- _Source passage_
* * *

A Mar. 3 article titled "Why Mexico's Small Corn Farmers Go Hungry" by Tina Rosenberg, a New York Times reporter, provides this insightful analysis:
"The problems of rural Mexicans are echoed around the world as countries lower their import barriers, required by free trade treaties and the rules of the World Trade Organization. When markets are open, agricultural products flood in from wealthy nations, which subsidize agriculture and allow agribusiness to export crops cheaply.The Institute for Agriculture and Trade Policy in Minneapolis has just finished a study on agricultural "dumping" -- that is, selling corn and other farm goods abroad at a price lower than the cost of production.
"It seems paradoxical to argue that cheap food hurts poor people. But three-quarters of the world's poor are rural. When subsidized imports undercut their products, they starve. Agricultural subsidies, which rob developing countries of the ability to export crops, have become the most important dispute in the WTO. Wealthy countries do far more harm to poor nations with these subsidies than they do good with foreign aid."
The results are "shocking," the Institute said in its report, titled "U.S. Dumping on World Agricultural Markets." It finds that under U.S. dumping policies, U.S. corn sells abroad at 25% to 30% less than it costs to produce. The discount levels for other exported commodities: 40% for wheat, soybeans nearly 30%, cotton 57%, and rice around 20%.
Sophia Murphy, the Institute's trade director, said that dumping "undermines the livelihoods of 70% of the world's poorest people," and urged that the cause, government-rigged "distortions" of the world agricultural market, heads the list of reforms needed in the world trading system. Thus far, the kingpins of that system, the United States and the European Union, have failed to act, and will not act unless they get much more heat from those concerned about the fate of the world's poor.

* * *

- _Entries_
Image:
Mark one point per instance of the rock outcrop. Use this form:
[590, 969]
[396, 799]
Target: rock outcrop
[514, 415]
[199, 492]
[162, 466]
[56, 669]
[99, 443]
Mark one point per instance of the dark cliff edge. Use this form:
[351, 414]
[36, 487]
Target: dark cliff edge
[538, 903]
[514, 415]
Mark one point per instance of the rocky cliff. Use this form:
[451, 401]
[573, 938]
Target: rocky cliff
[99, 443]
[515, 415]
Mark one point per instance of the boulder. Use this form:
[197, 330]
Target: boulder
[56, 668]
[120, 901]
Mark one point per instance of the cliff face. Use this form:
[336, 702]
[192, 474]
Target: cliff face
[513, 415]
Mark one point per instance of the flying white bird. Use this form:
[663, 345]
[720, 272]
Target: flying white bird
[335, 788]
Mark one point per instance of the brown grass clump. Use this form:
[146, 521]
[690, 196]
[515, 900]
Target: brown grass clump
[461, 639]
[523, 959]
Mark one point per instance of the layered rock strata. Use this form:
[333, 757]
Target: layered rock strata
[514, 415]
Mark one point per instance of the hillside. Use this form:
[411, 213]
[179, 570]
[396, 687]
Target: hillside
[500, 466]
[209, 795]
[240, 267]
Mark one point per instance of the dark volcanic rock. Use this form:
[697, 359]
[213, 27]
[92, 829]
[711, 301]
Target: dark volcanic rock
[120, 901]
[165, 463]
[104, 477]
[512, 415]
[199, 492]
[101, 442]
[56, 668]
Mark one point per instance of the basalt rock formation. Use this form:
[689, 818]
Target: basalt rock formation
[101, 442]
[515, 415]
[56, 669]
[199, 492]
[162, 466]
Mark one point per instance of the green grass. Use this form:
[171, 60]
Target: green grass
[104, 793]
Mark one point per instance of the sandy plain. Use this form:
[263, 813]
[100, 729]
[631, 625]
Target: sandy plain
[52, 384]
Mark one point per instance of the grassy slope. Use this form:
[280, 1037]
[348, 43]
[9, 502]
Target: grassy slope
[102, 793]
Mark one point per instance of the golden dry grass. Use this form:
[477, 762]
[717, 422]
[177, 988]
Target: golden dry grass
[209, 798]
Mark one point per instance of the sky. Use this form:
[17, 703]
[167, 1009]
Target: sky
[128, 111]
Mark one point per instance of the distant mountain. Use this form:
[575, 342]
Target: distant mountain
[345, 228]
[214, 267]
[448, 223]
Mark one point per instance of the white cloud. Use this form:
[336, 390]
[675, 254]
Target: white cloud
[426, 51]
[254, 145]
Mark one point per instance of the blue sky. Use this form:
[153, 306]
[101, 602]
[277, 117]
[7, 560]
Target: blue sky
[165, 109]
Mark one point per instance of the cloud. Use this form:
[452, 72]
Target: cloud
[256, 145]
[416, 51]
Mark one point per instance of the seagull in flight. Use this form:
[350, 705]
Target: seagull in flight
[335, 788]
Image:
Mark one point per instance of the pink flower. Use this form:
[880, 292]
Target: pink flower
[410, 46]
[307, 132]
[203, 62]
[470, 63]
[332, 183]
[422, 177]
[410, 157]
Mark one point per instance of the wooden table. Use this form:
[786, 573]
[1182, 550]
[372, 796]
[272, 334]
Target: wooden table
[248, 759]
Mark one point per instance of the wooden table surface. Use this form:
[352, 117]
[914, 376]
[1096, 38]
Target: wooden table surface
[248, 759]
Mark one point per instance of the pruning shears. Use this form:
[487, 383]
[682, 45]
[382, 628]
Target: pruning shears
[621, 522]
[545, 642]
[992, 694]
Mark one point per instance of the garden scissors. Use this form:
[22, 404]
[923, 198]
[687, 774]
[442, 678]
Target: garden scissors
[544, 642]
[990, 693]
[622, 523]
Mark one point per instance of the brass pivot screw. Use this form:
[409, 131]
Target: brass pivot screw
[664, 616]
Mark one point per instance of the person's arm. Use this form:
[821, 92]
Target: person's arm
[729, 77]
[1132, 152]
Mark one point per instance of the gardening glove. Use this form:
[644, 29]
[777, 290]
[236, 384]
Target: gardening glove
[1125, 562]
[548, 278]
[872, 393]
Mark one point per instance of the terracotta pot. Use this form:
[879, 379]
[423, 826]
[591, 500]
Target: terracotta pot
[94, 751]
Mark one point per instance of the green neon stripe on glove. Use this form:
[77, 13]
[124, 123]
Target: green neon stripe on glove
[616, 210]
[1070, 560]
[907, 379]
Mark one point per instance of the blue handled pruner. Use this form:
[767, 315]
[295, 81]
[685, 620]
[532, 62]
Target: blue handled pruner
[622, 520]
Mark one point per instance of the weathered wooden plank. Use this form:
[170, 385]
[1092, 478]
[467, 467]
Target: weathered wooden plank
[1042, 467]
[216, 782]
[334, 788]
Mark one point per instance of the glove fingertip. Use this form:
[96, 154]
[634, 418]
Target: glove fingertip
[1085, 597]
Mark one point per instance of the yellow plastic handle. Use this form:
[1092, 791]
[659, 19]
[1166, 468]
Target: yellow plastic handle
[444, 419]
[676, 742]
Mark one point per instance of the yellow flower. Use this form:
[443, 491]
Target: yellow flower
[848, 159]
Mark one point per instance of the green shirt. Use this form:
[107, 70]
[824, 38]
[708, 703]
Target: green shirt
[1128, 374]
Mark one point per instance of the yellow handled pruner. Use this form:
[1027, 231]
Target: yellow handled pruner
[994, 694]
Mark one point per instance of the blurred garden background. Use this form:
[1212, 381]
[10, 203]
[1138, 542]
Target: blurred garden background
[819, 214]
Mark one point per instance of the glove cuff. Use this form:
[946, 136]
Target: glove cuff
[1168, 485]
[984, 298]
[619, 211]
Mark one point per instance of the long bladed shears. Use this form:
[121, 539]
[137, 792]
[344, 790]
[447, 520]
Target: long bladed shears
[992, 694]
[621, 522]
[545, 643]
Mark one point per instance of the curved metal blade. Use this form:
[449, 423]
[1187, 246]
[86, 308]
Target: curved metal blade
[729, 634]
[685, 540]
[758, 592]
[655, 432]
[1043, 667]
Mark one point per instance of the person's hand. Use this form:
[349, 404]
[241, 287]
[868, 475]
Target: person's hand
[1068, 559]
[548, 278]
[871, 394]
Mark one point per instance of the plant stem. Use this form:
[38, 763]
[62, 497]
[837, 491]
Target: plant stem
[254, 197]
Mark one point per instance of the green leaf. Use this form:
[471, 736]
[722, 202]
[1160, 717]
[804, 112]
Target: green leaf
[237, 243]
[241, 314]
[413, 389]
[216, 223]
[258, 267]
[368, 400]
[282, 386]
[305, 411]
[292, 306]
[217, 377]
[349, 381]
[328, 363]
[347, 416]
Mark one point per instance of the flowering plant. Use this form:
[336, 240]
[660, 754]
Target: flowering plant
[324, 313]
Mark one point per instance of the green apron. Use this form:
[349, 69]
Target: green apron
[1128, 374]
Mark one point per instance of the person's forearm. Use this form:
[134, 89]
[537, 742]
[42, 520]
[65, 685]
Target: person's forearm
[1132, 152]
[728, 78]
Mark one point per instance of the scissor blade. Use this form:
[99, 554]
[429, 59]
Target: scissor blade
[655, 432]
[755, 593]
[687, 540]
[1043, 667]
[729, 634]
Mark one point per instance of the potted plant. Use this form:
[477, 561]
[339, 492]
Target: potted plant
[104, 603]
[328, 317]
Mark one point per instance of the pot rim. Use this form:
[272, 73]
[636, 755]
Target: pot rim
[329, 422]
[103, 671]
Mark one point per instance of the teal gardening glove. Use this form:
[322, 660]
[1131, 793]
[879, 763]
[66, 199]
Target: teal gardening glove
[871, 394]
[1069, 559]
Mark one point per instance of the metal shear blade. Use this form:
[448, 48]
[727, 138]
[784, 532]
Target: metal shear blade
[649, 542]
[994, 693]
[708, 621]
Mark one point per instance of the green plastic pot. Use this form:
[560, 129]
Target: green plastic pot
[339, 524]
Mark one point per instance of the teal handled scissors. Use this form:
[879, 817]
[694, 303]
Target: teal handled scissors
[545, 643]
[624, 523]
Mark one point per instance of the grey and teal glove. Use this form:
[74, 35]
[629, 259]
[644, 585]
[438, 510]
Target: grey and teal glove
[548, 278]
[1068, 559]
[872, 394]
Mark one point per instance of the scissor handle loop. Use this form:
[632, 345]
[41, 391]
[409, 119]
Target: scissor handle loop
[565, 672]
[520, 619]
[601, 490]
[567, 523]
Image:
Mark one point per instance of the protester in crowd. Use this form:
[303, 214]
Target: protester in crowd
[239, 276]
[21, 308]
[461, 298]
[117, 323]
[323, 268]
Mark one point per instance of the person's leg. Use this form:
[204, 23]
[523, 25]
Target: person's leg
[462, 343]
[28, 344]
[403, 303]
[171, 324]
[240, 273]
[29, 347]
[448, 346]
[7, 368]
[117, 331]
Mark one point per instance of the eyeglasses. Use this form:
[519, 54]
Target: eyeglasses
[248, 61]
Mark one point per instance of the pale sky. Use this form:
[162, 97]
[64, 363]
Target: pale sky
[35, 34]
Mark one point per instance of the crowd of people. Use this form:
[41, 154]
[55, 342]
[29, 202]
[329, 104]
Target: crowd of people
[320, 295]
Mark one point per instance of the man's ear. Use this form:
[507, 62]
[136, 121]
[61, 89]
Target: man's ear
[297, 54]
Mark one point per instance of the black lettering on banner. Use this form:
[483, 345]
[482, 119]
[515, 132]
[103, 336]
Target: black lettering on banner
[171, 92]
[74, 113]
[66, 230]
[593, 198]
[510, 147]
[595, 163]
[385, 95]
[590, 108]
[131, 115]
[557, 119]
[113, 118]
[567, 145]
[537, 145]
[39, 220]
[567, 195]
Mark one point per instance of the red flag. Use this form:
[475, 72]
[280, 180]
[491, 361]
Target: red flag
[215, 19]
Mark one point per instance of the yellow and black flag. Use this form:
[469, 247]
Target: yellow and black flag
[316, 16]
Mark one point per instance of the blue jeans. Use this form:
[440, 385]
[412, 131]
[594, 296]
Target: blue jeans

* * *

- _Challenges_
[1] Write out the passage on agricultural dumping from "The results are" to "rice around 20%.".
[2] Resume the passage on agricultural dumping, continuing on from its final sentence.
The records play no part in what is asked here.

- _Answers to the problems_
[1]
The results are "shocking," the Institute said in its report, titled "U.S. Dumping on World Agricultural Markets." It finds that under U.S. dumping policies, U.S. corn sells abroad at 25% to 30% less than it costs to produce. The discount levels for other exported commodities: 40% for wheat, soybeans nearly 30%, cotton 57%, and rice around 20%.

[2]
Labor's Opposition to Iraq War
In a Feb. 27 statement the AFL-CIO executive council opposed the Bush administration's policy on Iraq. "The President has not fulfilled his responsibility to make a compelling and coherent explanation to the American people and the world about the need for military action at this time," the statement said. "We call upon the administration to pursue a broad global consensus to apply the maximum pressure on Iraq [to disarm], ensuring that war, if it comes, will truly be a last resort, supported by both our allies and nations united."
Many AFL-CIO affiliates have adopted positions that are basically similar but emphasize different points. The Communications Workers of America, for example, pointed out that, in contrast to the Gulf War a decade ago, when U.S. allies shared the burdens and costs of war, this time the United States would have carry almost the full burden, at a cost extending to hundreds of billions.
The International Confederation of Free Trade Unions, whose 231 affiliates around the world include the AFL-CIO, on Feb. 28, issued a press release opposing "decisions to take up arms outside the framework of the United Nations."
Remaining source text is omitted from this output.